→ **JOB**
Each record below should be repeated precisely as written.

→ **RECORDS FOR THE EXERCISE**
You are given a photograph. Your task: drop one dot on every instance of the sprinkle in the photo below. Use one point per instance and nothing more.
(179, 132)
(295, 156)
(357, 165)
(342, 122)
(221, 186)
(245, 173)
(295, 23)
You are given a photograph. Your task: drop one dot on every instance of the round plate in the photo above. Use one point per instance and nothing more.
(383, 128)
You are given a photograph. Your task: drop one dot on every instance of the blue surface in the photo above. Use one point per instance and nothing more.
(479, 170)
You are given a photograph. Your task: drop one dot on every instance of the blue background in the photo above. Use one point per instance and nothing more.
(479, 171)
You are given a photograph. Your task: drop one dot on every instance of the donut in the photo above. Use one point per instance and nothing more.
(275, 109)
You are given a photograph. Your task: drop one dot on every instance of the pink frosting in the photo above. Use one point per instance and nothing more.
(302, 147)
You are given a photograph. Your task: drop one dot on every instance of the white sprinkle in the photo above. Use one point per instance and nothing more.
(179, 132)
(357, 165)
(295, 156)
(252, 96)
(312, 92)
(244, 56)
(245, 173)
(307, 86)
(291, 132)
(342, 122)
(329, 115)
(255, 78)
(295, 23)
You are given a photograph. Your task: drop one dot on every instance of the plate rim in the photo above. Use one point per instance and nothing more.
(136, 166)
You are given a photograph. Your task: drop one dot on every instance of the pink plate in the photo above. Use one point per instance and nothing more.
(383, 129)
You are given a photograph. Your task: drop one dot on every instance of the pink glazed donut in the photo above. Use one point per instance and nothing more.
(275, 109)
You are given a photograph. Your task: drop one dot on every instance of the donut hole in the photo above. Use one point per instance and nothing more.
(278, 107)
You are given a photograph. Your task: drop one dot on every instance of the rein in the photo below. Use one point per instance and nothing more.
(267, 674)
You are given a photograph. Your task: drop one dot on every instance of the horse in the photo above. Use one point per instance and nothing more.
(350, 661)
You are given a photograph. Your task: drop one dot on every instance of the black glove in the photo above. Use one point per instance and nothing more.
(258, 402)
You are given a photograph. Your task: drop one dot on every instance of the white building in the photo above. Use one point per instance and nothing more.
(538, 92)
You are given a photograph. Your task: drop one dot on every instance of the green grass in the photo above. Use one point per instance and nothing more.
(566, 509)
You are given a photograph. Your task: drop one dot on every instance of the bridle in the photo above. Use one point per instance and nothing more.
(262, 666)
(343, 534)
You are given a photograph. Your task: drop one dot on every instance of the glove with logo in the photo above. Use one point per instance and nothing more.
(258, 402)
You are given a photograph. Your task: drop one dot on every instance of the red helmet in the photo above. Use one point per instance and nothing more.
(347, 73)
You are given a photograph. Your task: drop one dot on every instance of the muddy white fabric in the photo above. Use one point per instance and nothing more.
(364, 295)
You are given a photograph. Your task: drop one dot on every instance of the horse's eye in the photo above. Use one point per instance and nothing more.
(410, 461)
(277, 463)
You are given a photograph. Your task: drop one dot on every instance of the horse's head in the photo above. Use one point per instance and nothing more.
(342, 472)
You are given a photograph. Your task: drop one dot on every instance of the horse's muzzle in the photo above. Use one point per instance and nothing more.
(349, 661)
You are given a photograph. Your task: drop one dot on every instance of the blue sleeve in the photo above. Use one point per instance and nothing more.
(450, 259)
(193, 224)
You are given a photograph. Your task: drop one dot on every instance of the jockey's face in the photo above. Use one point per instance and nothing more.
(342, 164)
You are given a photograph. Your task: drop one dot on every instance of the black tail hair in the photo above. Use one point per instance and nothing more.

→ **RESULT OF THIS EXERCISE**
You are given a photograph. Your task: drop one dot on every instance of the sprinkle in the photo below. Use one point per instance and nothing more.
(179, 132)
(295, 156)
(357, 165)
(342, 122)
(221, 186)
(245, 173)
(295, 23)
You are given a photograph. Your task: drop one dot on every instance of the round plate in the photo above. Use one point per instance and nothing more.
(383, 128)
You are given a photograph. Your task: drop one dot on every instance of the blue surface in the photo above. Use one point per instance and nothing more.
(479, 170)
You are given a photograph. Your task: drop one dot on every instance of the blue background in the photo above. Use one point per instance and nothing more.
(479, 171)
You are given a photograph. Your task: drop one dot on every instance of the donut in the photo above. Use one point per instance and nothing more.
(275, 109)
You are given a photograph. Your task: drop one dot on every instance of the pink frosting in the photo above. Use one point per instance and nothing more.
(302, 147)
You are given a photograph. Your task: drop one dot on every instance of the white sprinkle in the photo above. Use one point per instance and nothing more.
(179, 132)
(357, 165)
(295, 156)
(252, 96)
(312, 92)
(244, 56)
(245, 173)
(307, 86)
(291, 132)
(342, 122)
(329, 115)
(255, 78)
(295, 23)
You are given a photograph. Your task: drop one dot on every instance of the plate rim in the photo above. Use one point per instance and nothing more.
(136, 166)
You are given a photograph. Your task: drop one dot on every instance of the pink plate in the photo above. Use one point per instance and nothing more.
(383, 129)
You are given a photograph. Your task: drop one dot on every instance of the pink glazed donut in the photo above. Use one point per instance and nothing more.
(275, 109)
You are given a photograph. Your task: drop one dot on every instance of the donut hole in the photo above. Use one point per instance and nothing more.
(278, 107)
You are given a photograph. Your task: drop one dot on every instance of the rein in the photo below. Use one point per instance and nothing more.
(267, 674)
You are given a photograph. Your task: drop one dot on every instance of the horse in the photo above. Use one point per instance and nothing more.
(350, 661)
You are given a photograph. Your task: drop one dot on every instance of the black glove in the photo above. Use one point per instance and nothing more.
(258, 402)
You are given a photograph. Your task: drop one dot on every instance of the white building in the photo above. Use one point per instance and nothing more.
(538, 92)
You are given a photograph. Your task: drop one dot on every instance of the green grass in the photo above. Use one point per instance and nothing more.
(566, 509)
You are given a photograph. Your task: drop one dot on every instance of the bridle in the photo above. Use one point per instance and nothing more.
(262, 666)
(343, 534)
You are given a photograph. Your task: drop one dot on every instance of the glove with logo in the photo above. Use one point per instance and nothing more.
(258, 402)
You are given a photograph. Your task: drop one dot on every instance of the red helmet in the photo above. Use one point per instance and nothing more.
(347, 73)
You are given a photograph. Your task: drop one dot on every instance of the muddy white fabric in the photo above. Use one point per instance and nothing more.
(364, 295)
You are given a photograph. Your task: drop one dot on every instance of the horse's eye in the photo above. Use one point per instance and nothing more.
(410, 461)
(277, 463)
You are given a photograph. Your task: drop one dot on every instance of the horse's head in the photo above. Use one point per instance and nothing more.
(342, 472)
You are given a photograph. Your task: drop one dot on every instance of the horse's muzzle in the photo above. Use one point per instance and nothing more.
(349, 661)
You are given a photograph. Your task: drop one dot on every instance of the blue sleeve in the photo above. Use one point per instance and nothing more.
(450, 259)
(193, 224)
You are given a photograph. Your task: drop one dot on every instance of the jockey's face in the photo above. Use one point per instance and nothing more.
(342, 164)
You are given a photograph. Your task: drop one dot on every instance of the black tail hair in the photo above. Use one point per instance and nothing more.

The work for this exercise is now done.